Raw records

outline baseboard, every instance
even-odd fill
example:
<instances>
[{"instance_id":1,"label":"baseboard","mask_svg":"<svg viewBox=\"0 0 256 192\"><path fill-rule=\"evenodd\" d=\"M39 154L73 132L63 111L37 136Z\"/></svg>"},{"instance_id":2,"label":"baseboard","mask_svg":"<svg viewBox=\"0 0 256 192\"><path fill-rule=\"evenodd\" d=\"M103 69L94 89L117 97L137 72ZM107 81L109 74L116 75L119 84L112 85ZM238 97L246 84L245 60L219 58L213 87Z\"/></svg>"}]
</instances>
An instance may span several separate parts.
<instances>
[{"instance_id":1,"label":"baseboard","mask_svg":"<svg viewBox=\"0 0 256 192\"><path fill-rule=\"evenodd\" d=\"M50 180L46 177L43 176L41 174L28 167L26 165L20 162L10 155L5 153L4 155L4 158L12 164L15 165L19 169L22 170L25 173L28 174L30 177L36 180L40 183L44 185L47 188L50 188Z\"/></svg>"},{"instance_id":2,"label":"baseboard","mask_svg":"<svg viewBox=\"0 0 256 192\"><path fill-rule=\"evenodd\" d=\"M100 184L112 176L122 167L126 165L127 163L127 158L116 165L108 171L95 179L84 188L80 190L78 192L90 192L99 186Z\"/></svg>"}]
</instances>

Direction
Copy the data above in full, putting "disjoint parts" wherever "separate parts" appears and leaving everything else unchanged.

Exercise response
outline baseboard, every instance
even-odd fill
example:
<instances>
[{"instance_id":1,"label":"baseboard","mask_svg":"<svg viewBox=\"0 0 256 192\"><path fill-rule=\"evenodd\" d=\"M39 154L73 132L63 111L37 136Z\"/></svg>"},{"instance_id":2,"label":"baseboard","mask_svg":"<svg viewBox=\"0 0 256 192\"><path fill-rule=\"evenodd\" d=\"M103 69L94 89L117 97L137 72ZM107 81L109 74L116 75L119 84L112 85ZM238 97L246 84L245 60L219 58L213 87Z\"/></svg>"}]
</instances>
An instance may span several disjoint parts.
<instances>
[{"instance_id":1,"label":"baseboard","mask_svg":"<svg viewBox=\"0 0 256 192\"><path fill-rule=\"evenodd\" d=\"M50 180L46 177L43 176L41 174L28 167L26 165L20 162L10 155L5 153L4 155L4 158L12 164L15 165L19 169L22 170L25 173L28 174L30 177L36 180L40 183L44 185L47 188L50 188Z\"/></svg>"},{"instance_id":2,"label":"baseboard","mask_svg":"<svg viewBox=\"0 0 256 192\"><path fill-rule=\"evenodd\" d=\"M100 184L112 176L122 167L126 165L127 163L127 158L116 165L108 171L95 179L84 188L80 190L78 192L90 192L99 186Z\"/></svg>"}]
</instances>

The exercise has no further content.